_DIRECTIONS FOR THIS TASK_
Copy out the material below with "Objective" swapped for "Goal" wherever it appears, leaving everything else unchanged. Leave out the pictures.

***

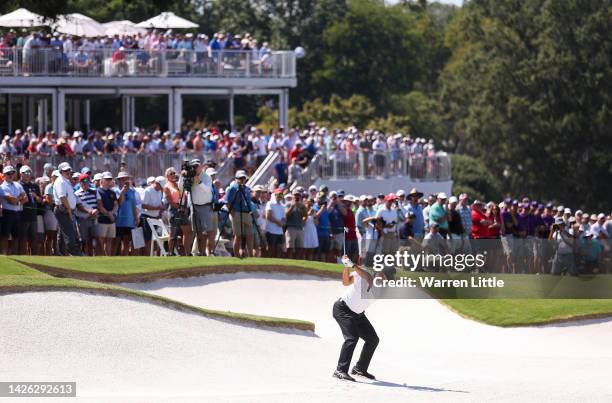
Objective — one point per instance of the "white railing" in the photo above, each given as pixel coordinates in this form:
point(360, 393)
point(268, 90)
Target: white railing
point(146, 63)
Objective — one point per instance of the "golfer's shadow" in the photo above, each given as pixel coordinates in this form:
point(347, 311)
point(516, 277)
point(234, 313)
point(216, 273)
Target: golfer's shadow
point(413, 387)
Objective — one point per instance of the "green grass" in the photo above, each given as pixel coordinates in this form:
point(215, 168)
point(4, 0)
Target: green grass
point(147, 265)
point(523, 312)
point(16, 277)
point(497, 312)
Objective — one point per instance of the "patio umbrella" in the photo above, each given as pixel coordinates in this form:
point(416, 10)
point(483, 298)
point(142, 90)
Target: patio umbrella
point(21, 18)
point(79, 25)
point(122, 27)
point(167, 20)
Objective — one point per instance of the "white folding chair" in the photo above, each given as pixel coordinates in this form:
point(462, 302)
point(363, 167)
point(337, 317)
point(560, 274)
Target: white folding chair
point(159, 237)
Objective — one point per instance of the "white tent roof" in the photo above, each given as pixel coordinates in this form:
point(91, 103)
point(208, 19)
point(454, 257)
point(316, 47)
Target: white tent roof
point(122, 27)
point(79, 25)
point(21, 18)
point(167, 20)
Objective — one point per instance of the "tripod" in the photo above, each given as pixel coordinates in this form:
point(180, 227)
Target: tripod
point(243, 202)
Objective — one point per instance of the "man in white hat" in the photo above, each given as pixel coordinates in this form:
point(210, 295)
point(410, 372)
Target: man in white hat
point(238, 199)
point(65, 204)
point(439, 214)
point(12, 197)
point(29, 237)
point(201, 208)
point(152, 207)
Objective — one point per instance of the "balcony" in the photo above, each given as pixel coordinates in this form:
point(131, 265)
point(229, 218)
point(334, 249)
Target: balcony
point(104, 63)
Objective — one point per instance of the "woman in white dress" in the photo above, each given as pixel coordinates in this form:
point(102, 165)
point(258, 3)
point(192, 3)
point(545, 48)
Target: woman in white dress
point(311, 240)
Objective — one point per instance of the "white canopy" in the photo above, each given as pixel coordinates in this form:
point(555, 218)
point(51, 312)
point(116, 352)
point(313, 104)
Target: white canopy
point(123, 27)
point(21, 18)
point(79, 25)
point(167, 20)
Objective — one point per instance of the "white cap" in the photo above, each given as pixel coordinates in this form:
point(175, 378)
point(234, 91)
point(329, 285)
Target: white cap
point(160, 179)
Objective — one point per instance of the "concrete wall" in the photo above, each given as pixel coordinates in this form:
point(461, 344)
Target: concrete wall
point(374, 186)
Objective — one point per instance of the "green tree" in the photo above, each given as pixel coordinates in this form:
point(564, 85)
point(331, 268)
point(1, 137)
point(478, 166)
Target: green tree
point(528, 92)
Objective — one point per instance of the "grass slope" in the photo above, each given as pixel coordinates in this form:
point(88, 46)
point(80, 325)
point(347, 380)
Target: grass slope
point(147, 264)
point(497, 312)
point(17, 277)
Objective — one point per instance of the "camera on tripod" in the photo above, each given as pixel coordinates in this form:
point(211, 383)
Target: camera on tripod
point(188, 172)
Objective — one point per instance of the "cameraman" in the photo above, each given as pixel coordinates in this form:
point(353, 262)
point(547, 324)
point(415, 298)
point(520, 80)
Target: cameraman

***

_EXERCISE ANSWER_
Goal — one point per instance of the "white railing" in the photo above, each given as pixel coordinates in this form:
point(360, 393)
point(268, 90)
Target: white railing
point(146, 63)
Goal — one point per instance of the "golfer's shadow" in the photo above, each given as pixel coordinates in this form:
point(347, 311)
point(516, 277)
point(234, 313)
point(216, 273)
Target: golfer's shadow
point(413, 387)
Goal — one point per instance of the "green grass" in the photo above, each given as pixel coordinates in this form:
point(215, 168)
point(4, 0)
Target: green grass
point(147, 265)
point(523, 312)
point(16, 277)
point(497, 312)
Goal — one point per instance of the "patio umbrella" in the photo above, each given as pixel coordinates in this form:
point(416, 10)
point(483, 298)
point(142, 90)
Target: patio umbrella
point(21, 18)
point(79, 25)
point(122, 27)
point(167, 20)
Goal — one point per instance of the "white folding chair" in the photo above, each given as pixel coordinates in this form:
point(462, 302)
point(363, 167)
point(337, 317)
point(560, 274)
Target: white folding chair
point(159, 237)
Goal — one point per instance of the "white tent roof" in the photo above, each given as pixel coordinates in this form:
point(91, 103)
point(208, 19)
point(454, 257)
point(316, 47)
Target: white tent roof
point(122, 27)
point(79, 25)
point(21, 18)
point(167, 20)
Goal — one point per instance of the "tripod" in the photo above, each given as pixel coordinates in this form:
point(180, 227)
Target: tripod
point(243, 202)
Goal — one point per instance of the "man in white hat" in the photo above, each given as pixel coordinates in this form:
point(210, 295)
point(410, 372)
Target: man in white hat
point(238, 199)
point(65, 204)
point(439, 214)
point(12, 197)
point(29, 237)
point(201, 208)
point(152, 207)
Goal — one point per instance of the "balcony" in the photo above, each given as pixel coordinates in this form:
point(131, 265)
point(229, 218)
point(334, 249)
Target: balcony
point(104, 63)
Goal — one point per instance of the "woman in white dress" in the photo above, each given as pixel coordinates in this form:
point(102, 165)
point(258, 3)
point(192, 3)
point(545, 48)
Target: woman in white dress
point(311, 240)
Goal — one point per instance of the "white canopy" in the photo above, each given as pixel coordinates in this form:
point(555, 218)
point(51, 312)
point(116, 352)
point(313, 104)
Target: white canopy
point(123, 27)
point(21, 18)
point(79, 25)
point(167, 20)
Goal — one point per instance of the "white cap" in the photo above, each given as pixel coordinates in this form:
point(175, 378)
point(234, 91)
point(329, 285)
Target: white cap
point(160, 179)
Goal — one point per instance of the "concrete wall" in the photo above, each given as pixel coordinates in this form:
point(461, 344)
Target: concrete wall
point(374, 186)
Goal — one point per instance of the "green tree" in the photo above, each given as pixel coordinates in this form:
point(564, 85)
point(331, 268)
point(1, 137)
point(478, 166)
Target: green tree
point(528, 92)
Goal — one point per instance of the "grass slope" in the photo above, each given as pixel coordinates in this form:
point(88, 46)
point(80, 325)
point(347, 380)
Target: grass slope
point(147, 264)
point(497, 312)
point(17, 277)
Goal — one point per instance of the "camera on tripod" in the photo above, each given as pixel coordinates in this form:
point(211, 383)
Target: camera on tripod
point(188, 172)
Goal — one point per instance of the "cameraman" in the photo above, each given as pixel coordinates in this form:
point(353, 262)
point(547, 324)
point(415, 298)
point(520, 80)
Target: cameraman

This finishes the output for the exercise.